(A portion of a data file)
/---
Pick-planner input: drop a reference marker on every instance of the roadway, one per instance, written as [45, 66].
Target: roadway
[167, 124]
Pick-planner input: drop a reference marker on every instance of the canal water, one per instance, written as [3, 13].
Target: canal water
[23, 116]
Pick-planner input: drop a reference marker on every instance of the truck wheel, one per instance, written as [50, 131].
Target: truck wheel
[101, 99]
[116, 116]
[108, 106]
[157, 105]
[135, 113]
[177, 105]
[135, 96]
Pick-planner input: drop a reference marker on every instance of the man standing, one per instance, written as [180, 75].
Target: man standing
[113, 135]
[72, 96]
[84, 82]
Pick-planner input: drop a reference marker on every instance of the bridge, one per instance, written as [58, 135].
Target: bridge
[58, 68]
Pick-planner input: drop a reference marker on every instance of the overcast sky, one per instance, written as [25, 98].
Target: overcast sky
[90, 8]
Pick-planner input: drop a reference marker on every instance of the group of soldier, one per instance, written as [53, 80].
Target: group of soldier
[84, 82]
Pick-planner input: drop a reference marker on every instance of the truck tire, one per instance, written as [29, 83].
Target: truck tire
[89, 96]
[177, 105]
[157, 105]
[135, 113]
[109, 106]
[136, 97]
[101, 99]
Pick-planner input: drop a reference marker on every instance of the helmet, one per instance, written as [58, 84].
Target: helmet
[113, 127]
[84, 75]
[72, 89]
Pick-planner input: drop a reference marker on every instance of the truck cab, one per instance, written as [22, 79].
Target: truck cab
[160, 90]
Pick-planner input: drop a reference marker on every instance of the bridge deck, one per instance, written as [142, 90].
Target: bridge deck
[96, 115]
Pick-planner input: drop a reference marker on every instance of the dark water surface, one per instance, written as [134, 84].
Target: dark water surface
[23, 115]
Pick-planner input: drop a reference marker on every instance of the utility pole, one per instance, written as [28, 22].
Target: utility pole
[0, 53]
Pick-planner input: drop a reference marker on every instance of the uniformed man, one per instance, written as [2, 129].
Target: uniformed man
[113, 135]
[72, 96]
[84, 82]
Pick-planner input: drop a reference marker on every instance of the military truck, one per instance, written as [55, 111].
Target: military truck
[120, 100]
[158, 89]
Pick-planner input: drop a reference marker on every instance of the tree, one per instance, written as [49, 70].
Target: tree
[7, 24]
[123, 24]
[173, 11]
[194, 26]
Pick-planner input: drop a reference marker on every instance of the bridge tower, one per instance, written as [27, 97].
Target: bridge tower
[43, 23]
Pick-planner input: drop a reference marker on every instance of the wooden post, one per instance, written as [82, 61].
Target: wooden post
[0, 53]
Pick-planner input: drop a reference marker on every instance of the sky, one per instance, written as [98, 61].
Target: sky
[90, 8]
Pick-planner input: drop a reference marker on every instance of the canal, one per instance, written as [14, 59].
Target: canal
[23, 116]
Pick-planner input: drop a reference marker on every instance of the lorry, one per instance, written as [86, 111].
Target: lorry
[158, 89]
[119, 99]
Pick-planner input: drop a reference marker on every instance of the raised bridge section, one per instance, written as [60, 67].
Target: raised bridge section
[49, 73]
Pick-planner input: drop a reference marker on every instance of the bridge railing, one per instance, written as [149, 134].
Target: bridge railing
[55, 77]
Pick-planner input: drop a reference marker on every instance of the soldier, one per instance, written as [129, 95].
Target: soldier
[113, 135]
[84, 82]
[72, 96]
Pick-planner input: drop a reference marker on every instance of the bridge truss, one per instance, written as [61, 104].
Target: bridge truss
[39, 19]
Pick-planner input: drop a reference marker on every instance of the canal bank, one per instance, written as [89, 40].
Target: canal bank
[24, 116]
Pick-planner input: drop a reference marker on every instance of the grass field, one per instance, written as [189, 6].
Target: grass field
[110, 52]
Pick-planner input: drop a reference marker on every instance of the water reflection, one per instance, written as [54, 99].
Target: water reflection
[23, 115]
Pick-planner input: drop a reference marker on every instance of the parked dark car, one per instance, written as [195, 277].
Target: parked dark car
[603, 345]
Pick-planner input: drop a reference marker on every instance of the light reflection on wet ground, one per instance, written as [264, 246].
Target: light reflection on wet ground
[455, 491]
\---
__Stated exercise__.
Can you write out all of these rows again, word for word, without changing anything?

__Result for this task__.
Pick-planner input: drop a reference marker on every instance of the roadway, one per instance, written as [45, 66].
Target: roadway
[167, 124]
Pick-planner input: drop a reference marker on every instance of the canal water, one per instance, written as [3, 13].
Target: canal water
[23, 116]
Pick-planner input: drop a reference marker on every instance of the truck wheel, one per instance, written as [50, 131].
Target: truck wheel
[101, 99]
[116, 116]
[108, 106]
[157, 105]
[135, 113]
[177, 105]
[135, 96]
Pick-planner input: drop a reference marker on every instance of the man standing, one per instance, written as [180, 75].
Target: man standing
[113, 135]
[72, 96]
[84, 82]
Pick-planner input: drop a reference marker on every instance of the bridge, one per instance, written as [58, 135].
Target: bridge
[58, 68]
Pick-planner input: drop a reference marker on every instance of the overcast sky, one per instance, written as [25, 98].
Target: overcast sky
[90, 8]
Pick-planner input: drop a reference marker on every instance of the group of soldier, one per instance, written as [53, 80].
Target: group of soldier
[84, 82]
Pick-planner input: drop a reference marker on every instance of the truck tire, one per instance, written as [29, 83].
Target: truck tire
[89, 96]
[177, 105]
[157, 105]
[135, 113]
[109, 106]
[136, 97]
[101, 99]
Pick-planner input: drop a reference marker on every instance of the helmet, one per instance, written as [58, 84].
Target: helmet
[113, 127]
[84, 75]
[72, 89]
Pick-planner input: drop a reference marker on every instance of the truck cab, one per instance, written as [22, 79].
Target: truck cab
[160, 90]
Pick-planner input: drop a reference marker on every instance of the bridge deck, one per instance, written as [142, 90].
Target: bridge deck
[96, 115]
Pick-planner input: drop a reference marker on every instance of the dark water surface, one per instance, written as [134, 84].
Target: dark water surface
[23, 115]
Pick-planner input: drop a reference marker on every instance of the utility pole, one per instance, written as [28, 22].
Target: utility pole
[0, 53]
Pick-planner input: drop a reference marker on every instance of the uniformed man, one per instance, written as [2, 129].
Target: uniformed man
[113, 135]
[72, 96]
[84, 82]
Pick-planner input: drop a reference marker on every instance of the military truck, one per instance, written as [55, 111].
Target: military truck
[120, 100]
[158, 89]
Pick-planner input: drop a reference marker on every instance of the tree, one per instance, written as [49, 70].
Target: tree
[7, 24]
[123, 24]
[173, 11]
[194, 26]
Pick-planner input: drop a reference marker on every instance of the bridge tower, one per instance, written as [27, 97].
Target: bridge tower
[43, 23]
Pick-planner input: drop a reference marker on every instance of the wooden post, one per instance, written as [82, 61].
Target: wooden post
[0, 53]
Pick-planner input: drop a reference marker on every instance of the sky, one per instance, written as [98, 61].
Target: sky
[90, 8]
Pick-planner input: drop a reference marker on every instance of the canal, one per instance, written as [14, 59].
Target: canal
[23, 116]
Pick-planner input: drop a reference marker on every instance of the lorry, one per instance, written as [86, 111].
Target: lorry
[158, 89]
[119, 99]
Pick-planner input: drop a reference marker on every instance of the raised bridge section, one per instance, written as [60, 67].
Target: raised bridge section
[49, 73]
Pick-planner input: drop a reference marker on every instance of the bridge railing, one per instance, written as [149, 134].
Target: bridge railing
[55, 77]
Pick-planner input: drop a reference marker on every instance of the soldier, one per instance, written as [129, 95].
Target: soldier
[113, 135]
[84, 82]
[72, 96]
Pick-planner input: drop a reference marker on every instance of the bridge truss, one per instance, written as [61, 104].
Target: bridge truss
[39, 19]
Pick-planner input: drop a reference marker on every instance of the canal bank, one per instance, written as [89, 40].
Target: canal bank
[24, 116]
Pick-planner input: drop a reference marker on every instance of the grass field, one per instance, written as [189, 6].
Target: grass field
[110, 52]
Pick-planner input: drop a reference marker on every instance of the water reflection, one per instance, written as [54, 99].
Target: water reflection
[23, 115]
Pick-planner input: drop a reference marker on every instance of the parked dark car, one per instance, written as [195, 277].
Target: parked dark car
[603, 345]
Pick-planner input: drop a reference marker on every instance of the light reflection on wet ground, one per instance, written as [264, 246].
Target: light reflection on wet ground
[455, 491]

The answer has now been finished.